Tally the lines below that contain the word "white", and give only that number.

■ **Source records**
........

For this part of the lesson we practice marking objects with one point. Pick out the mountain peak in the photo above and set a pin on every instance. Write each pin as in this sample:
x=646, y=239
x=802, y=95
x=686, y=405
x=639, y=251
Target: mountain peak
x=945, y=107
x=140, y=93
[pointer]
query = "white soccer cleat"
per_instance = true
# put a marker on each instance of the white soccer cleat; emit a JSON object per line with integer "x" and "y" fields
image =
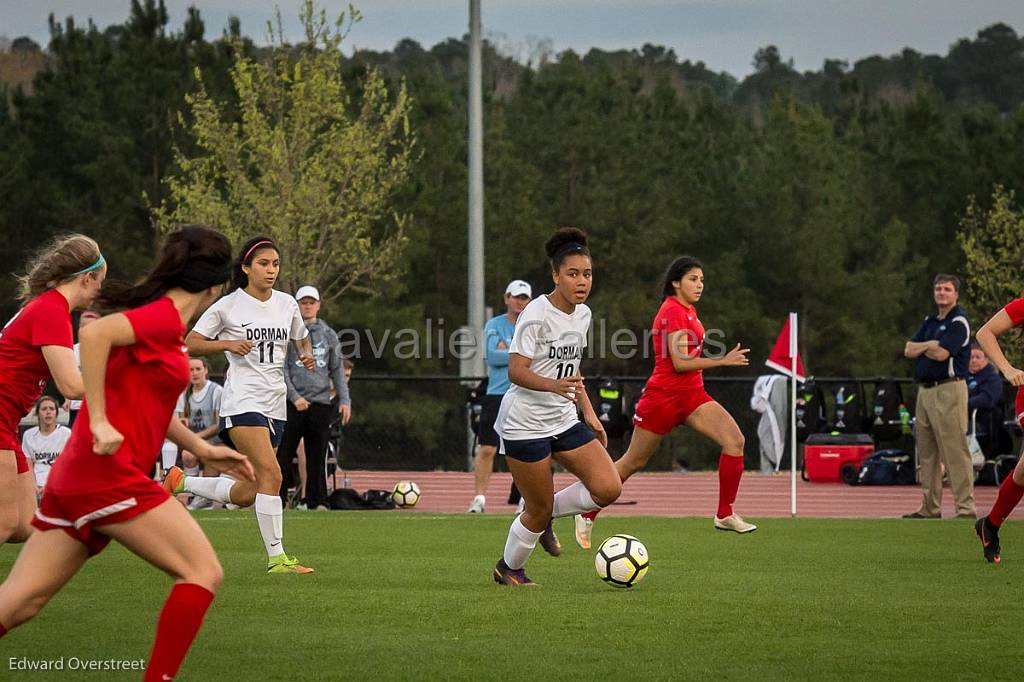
{"x": 734, "y": 523}
{"x": 584, "y": 528}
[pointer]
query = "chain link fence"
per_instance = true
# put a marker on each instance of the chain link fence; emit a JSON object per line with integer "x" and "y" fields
{"x": 422, "y": 422}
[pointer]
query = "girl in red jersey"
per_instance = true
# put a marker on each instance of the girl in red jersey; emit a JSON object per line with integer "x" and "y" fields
{"x": 36, "y": 345}
{"x": 1012, "y": 488}
{"x": 675, "y": 394}
{"x": 134, "y": 367}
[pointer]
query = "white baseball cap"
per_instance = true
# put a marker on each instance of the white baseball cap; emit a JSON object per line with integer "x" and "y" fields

........

■ **Response to this task**
4